→ Work to complete: Convert the rows from the line with "Teacher note: indicate the crouching" up to and including the line with "point(363, 190)" into a two-column CSV with the headers request and answer. Give one CSV line per row, with each field quoted and any line breaks replaced by spaces.

→ Records to use:
- - -
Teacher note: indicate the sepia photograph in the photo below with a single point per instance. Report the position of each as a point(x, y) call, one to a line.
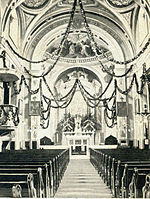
point(75, 99)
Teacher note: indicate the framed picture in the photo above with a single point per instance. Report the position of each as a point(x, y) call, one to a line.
point(137, 106)
point(34, 108)
point(20, 106)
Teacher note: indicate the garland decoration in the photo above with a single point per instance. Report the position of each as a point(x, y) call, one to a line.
point(23, 79)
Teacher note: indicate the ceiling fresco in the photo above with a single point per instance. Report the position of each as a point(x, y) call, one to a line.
point(35, 3)
point(75, 46)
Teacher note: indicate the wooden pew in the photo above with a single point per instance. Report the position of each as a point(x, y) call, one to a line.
point(117, 167)
point(48, 173)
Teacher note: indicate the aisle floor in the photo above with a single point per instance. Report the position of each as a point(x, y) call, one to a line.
point(81, 180)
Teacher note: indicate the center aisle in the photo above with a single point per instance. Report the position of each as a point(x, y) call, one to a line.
point(81, 180)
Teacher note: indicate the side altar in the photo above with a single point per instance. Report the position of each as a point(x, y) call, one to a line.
point(79, 138)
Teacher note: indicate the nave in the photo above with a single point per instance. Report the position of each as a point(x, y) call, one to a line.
point(81, 180)
point(109, 173)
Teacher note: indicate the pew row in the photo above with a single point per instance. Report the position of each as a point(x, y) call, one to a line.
point(33, 178)
point(118, 171)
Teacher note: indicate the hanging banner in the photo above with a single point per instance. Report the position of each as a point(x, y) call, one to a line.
point(121, 109)
point(34, 108)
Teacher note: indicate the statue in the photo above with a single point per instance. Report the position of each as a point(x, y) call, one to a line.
point(78, 124)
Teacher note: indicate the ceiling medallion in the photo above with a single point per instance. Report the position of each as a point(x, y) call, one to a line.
point(120, 3)
point(34, 3)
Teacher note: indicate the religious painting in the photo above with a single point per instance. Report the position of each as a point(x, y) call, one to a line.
point(121, 109)
point(34, 108)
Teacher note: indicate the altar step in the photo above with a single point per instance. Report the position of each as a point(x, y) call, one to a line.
point(81, 180)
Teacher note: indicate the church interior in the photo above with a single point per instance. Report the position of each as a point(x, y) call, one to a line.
point(75, 98)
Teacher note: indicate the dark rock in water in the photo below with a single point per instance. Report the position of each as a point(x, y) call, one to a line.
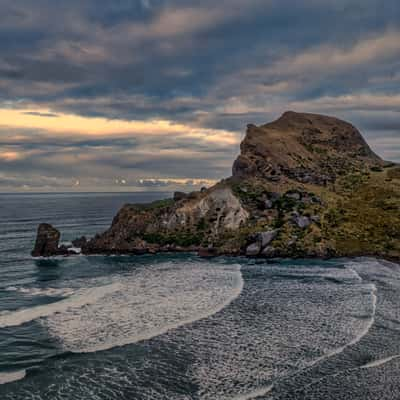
point(253, 249)
point(269, 251)
point(302, 170)
point(79, 242)
point(268, 204)
point(180, 196)
point(47, 241)
point(207, 252)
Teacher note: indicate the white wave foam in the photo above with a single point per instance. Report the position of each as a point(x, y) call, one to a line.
point(8, 377)
point(63, 292)
point(255, 394)
point(79, 299)
point(147, 303)
point(364, 331)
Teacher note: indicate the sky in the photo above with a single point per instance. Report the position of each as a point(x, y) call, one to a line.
point(138, 95)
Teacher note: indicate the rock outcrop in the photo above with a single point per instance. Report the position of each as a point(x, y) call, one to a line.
point(308, 148)
point(304, 185)
point(47, 242)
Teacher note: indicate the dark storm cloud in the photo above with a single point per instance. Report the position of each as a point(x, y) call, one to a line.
point(207, 64)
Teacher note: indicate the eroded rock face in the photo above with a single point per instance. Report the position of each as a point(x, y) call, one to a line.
point(47, 242)
point(220, 209)
point(290, 189)
point(308, 148)
point(186, 224)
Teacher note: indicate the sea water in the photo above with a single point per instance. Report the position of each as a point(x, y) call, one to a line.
point(179, 327)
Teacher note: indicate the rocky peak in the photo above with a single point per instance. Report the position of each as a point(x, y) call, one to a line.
point(309, 148)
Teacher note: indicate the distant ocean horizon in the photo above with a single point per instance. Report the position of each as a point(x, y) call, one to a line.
point(176, 326)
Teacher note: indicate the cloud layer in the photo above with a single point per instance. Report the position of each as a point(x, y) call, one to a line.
point(135, 94)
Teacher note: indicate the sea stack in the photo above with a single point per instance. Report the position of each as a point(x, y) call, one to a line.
point(305, 185)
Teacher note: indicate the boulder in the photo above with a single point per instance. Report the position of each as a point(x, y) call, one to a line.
point(47, 242)
point(79, 242)
point(302, 222)
point(293, 195)
point(207, 252)
point(180, 196)
point(268, 204)
point(269, 251)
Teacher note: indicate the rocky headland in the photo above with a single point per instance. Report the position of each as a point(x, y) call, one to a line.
point(305, 185)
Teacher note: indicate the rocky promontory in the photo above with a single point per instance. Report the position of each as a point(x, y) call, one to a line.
point(305, 185)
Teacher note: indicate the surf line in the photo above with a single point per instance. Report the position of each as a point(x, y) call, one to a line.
point(378, 363)
point(358, 338)
point(254, 394)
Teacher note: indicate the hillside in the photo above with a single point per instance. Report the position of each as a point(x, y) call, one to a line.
point(305, 185)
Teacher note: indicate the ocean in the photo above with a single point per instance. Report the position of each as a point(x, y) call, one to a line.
point(176, 326)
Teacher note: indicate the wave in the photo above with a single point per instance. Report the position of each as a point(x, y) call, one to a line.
point(8, 377)
point(34, 291)
point(378, 363)
point(254, 394)
point(146, 303)
point(360, 335)
point(79, 299)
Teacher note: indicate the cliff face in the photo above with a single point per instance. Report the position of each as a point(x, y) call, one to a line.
point(303, 185)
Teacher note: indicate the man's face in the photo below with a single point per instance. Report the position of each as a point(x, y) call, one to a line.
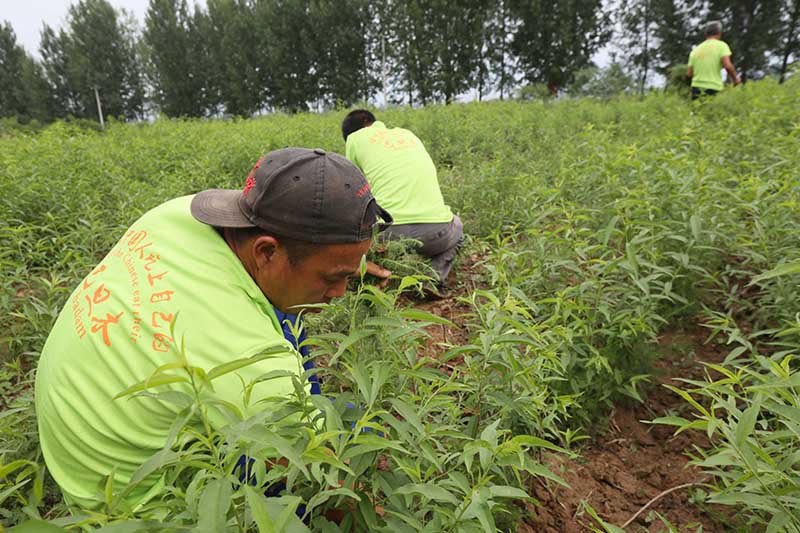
point(318, 278)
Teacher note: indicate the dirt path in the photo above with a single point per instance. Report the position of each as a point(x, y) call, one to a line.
point(633, 462)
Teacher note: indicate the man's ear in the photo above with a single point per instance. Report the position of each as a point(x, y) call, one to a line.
point(264, 249)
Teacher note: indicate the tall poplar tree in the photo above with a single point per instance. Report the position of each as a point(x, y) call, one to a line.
point(20, 92)
point(637, 38)
point(237, 56)
point(346, 70)
point(176, 58)
point(290, 41)
point(790, 35)
point(556, 39)
point(97, 51)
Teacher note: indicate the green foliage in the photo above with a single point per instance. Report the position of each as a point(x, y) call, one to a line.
point(594, 225)
point(603, 82)
point(98, 52)
point(176, 58)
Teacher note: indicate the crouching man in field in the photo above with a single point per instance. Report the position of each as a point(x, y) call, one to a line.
point(706, 62)
point(227, 264)
point(403, 179)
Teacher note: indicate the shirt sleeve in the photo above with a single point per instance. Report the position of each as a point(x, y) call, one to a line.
point(350, 152)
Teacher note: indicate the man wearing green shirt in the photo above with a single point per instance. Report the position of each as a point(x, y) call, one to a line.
point(707, 60)
point(221, 270)
point(403, 179)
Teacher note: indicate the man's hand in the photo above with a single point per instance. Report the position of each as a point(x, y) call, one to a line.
point(379, 272)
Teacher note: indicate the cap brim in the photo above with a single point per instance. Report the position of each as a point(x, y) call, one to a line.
point(219, 207)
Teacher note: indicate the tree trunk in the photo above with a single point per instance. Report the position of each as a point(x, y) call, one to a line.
point(790, 37)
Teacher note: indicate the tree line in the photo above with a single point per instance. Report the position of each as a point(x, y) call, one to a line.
point(242, 57)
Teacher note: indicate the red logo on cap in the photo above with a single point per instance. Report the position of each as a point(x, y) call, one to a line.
point(251, 179)
point(363, 190)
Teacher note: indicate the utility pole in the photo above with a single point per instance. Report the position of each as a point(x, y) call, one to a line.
point(383, 72)
point(99, 107)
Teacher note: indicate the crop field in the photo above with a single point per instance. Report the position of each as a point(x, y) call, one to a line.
point(626, 258)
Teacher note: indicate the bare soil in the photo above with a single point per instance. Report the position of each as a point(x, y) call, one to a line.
point(621, 469)
point(633, 462)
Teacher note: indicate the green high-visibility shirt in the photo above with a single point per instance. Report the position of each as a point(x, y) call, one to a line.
point(706, 62)
point(114, 331)
point(400, 173)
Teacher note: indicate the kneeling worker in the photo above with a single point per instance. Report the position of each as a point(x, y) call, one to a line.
point(223, 265)
point(403, 179)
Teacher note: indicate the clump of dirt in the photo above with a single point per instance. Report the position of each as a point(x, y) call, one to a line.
point(620, 471)
point(632, 462)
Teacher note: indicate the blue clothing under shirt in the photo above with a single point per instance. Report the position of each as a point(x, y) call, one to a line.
point(287, 322)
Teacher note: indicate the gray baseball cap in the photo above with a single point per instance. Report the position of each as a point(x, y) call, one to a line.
point(299, 193)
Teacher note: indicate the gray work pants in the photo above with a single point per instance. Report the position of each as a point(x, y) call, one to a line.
point(440, 242)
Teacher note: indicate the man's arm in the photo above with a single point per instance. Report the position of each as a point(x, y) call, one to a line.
point(379, 272)
point(729, 68)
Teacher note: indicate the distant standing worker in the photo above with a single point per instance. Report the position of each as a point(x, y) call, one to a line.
point(707, 60)
point(403, 179)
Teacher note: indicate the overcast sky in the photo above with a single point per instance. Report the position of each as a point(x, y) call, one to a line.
point(27, 16)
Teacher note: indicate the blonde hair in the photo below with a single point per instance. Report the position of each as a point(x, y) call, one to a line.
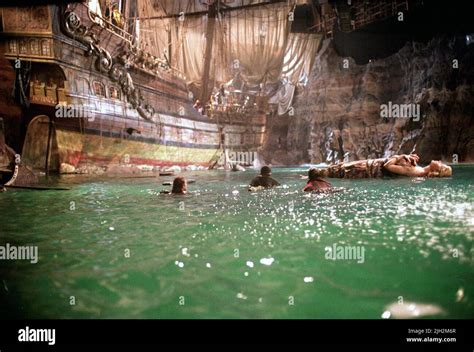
- - -
→ Final result:
request,answer
"Teacher note: indicate the crouching man in field in the photo above with a single point per instance. Report the position of each as a point(x, y) call, one to a line.","point(706, 62) point(227, 264) point(403, 179)"
"Teacher note: indicate the shirt sleeve in the photo above with a single point per instance. Report the position of each as a point(x, y) call, one to a line.","point(350, 152)"
"Teacher note: indicate the man wearing green shirt in the photo above with a single point per instance. Report the position of each as a point(x, y) call, one to a line.","point(707, 60) point(221, 270) point(403, 179)"
"Teacher note: indicate the man's hand in the photo above with a single point per instance. Report the position of each as a point(x, y) call, one to a line.","point(379, 272)"
"Teacher note: indicate the cap brim in the photo above with a single point per instance. Report the position of each as a point(x, y) call, one to a line.","point(219, 207)"
"Teacher note: indicate the tree trunk in the photo above with a single point per instance. Report the position of each as a point(x, y) call, one to a line.","point(790, 37)"
"Teacher note: indicate the tree line in the photo above with a single point per instance. Report the position of each as a point(x, y) call, one to a line.","point(242, 57)"
"Teacher note: indicate the red logo on cap in the photo above with a single point per instance. Report the position of each as a point(x, y) call, one to a line.","point(251, 179) point(363, 190)"